◆ REQUEST
Copy only what runs from the line containing "For the benchmark, mark every instance of the building" through the end of the material below, line for line, with both ends included.

◆ SOURCE RECORDS
________________________________________

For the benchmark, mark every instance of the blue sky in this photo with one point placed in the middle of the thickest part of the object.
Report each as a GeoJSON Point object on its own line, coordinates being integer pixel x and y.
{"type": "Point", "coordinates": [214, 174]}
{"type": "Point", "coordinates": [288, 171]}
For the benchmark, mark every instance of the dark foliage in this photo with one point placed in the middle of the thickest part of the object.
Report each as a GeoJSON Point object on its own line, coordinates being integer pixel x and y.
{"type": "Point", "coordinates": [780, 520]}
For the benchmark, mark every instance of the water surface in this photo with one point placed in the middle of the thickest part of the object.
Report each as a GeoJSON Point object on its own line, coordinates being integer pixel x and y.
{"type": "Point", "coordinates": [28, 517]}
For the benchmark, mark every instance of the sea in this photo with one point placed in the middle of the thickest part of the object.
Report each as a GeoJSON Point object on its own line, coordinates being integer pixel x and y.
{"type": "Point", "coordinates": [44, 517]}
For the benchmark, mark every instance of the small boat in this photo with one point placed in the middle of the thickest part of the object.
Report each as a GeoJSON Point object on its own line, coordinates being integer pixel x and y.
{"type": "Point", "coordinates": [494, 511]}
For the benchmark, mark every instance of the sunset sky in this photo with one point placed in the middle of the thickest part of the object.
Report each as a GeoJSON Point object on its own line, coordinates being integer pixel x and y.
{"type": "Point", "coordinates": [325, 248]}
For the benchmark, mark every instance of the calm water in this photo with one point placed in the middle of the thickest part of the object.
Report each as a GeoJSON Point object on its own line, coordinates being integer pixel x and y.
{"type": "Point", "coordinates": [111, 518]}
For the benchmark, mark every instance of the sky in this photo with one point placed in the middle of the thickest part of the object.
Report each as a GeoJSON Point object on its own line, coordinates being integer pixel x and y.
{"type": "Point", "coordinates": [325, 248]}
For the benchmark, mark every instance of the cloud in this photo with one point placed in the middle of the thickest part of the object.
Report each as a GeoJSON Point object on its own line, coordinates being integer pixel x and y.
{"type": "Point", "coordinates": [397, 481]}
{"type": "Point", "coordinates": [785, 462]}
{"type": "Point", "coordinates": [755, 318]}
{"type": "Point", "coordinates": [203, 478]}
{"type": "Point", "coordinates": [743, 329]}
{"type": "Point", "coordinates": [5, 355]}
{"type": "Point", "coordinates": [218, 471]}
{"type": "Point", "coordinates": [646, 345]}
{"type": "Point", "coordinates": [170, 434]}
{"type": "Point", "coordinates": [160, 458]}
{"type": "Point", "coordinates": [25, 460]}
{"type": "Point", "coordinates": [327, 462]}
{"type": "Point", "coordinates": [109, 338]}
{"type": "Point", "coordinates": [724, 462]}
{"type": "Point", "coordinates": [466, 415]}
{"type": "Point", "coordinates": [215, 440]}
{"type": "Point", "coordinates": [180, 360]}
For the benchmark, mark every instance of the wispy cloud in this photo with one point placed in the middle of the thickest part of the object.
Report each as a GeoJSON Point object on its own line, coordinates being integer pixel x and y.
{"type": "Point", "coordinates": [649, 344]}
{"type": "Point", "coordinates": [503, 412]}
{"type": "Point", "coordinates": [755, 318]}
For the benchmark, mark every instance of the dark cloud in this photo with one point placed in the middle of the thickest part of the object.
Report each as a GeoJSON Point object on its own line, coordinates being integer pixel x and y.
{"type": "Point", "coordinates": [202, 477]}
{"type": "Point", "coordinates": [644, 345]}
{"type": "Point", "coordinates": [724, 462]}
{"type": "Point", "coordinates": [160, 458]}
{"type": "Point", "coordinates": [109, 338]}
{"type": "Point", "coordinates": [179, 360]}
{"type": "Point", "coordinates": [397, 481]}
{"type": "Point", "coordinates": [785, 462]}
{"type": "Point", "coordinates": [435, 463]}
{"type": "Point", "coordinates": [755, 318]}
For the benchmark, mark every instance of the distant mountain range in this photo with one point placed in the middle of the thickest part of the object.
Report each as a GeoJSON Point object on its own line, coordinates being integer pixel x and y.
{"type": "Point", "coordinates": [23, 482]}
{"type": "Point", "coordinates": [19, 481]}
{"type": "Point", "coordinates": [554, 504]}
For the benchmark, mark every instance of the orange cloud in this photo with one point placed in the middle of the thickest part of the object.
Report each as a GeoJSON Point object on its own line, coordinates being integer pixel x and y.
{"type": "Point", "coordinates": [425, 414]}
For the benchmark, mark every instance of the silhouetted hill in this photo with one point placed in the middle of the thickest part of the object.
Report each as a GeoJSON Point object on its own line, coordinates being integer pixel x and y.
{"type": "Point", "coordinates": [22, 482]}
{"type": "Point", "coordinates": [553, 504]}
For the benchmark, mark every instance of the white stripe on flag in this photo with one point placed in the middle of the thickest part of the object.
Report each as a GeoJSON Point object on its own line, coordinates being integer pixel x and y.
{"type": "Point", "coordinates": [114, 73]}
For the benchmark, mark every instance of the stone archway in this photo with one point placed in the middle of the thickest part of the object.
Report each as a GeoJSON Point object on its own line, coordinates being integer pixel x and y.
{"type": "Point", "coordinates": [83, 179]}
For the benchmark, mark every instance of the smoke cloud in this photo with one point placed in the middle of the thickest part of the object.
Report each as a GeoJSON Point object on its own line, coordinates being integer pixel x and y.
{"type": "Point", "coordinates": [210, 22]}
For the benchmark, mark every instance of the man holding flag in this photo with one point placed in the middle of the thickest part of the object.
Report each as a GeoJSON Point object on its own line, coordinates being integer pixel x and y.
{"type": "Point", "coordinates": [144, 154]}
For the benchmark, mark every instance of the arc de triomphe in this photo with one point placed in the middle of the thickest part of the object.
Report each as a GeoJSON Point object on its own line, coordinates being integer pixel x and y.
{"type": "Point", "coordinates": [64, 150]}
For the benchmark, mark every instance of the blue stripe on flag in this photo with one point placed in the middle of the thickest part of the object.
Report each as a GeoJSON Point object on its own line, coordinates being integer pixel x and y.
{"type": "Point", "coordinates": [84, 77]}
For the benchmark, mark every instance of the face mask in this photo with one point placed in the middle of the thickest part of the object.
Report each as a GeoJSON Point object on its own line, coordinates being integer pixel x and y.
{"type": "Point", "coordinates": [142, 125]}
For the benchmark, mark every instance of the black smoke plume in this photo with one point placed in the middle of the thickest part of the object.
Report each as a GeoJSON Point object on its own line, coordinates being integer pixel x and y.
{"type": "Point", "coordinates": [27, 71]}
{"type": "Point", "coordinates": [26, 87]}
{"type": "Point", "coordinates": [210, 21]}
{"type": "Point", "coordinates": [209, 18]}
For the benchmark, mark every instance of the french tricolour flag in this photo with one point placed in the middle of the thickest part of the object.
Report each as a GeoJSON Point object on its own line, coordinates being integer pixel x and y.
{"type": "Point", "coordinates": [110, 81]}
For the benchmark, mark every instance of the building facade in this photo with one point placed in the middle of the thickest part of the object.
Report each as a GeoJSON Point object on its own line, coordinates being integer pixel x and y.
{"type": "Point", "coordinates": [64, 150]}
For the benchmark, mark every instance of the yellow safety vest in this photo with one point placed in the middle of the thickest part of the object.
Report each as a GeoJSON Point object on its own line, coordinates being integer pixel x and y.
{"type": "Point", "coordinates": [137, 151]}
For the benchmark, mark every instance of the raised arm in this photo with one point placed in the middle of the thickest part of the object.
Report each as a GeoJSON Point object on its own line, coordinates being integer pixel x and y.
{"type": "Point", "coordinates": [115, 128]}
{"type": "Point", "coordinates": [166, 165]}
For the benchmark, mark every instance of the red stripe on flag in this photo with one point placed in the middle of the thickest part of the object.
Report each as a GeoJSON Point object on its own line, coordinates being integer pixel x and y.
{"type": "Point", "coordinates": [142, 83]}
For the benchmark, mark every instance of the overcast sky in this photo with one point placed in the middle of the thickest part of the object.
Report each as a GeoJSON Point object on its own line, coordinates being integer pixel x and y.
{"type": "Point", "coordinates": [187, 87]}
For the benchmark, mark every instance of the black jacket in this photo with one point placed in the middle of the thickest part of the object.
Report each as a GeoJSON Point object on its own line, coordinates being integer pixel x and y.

________________________________________

◆ RESPONSE TO THE EXERCISE
For the benchmark, mark every instance of the building facade in this photo with one point placed in the middle of the thickest part of the object.
Report each as a GeoJSON Point object on its own line, coordinates being integer pixel x and y.
{"type": "Point", "coordinates": [64, 150]}
For the benchmark, mark every instance of the yellow safety vest in this photo with one point placed in the middle of the thickest part of the object.
Report each as a GeoJSON Point object on its own line, coordinates being integer pixel x and y.
{"type": "Point", "coordinates": [137, 151]}
For the benchmark, mark every instance of the raised arm in this photo with one point placed in the middle of the thickest part of the object.
Report each as a GeoJSON Point object on its own line, coordinates being integer pixel x and y.
{"type": "Point", "coordinates": [115, 128]}
{"type": "Point", "coordinates": [166, 165]}
For the benchmark, mark every instance of the red stripe on flag in this photo with one point placed in the middle of the thickest part of the object.
Report each as a GeoJSON Point object on its own line, coordinates being integer pixel x and y.
{"type": "Point", "coordinates": [142, 83]}
For the benchmark, mark every instance of the overcast sky in this photo with one point placed in the middle of the thickest part of the object.
Report each as a GeoJSON Point object on its own line, coordinates being integer pixel x and y.
{"type": "Point", "coordinates": [187, 87]}
For the benchmark, mark every instance of the black jacket in this photo with one point placed in the middle of the thickest part of the object.
Report each as a GeoJSON Point object on its own line, coordinates being integer pixel x and y.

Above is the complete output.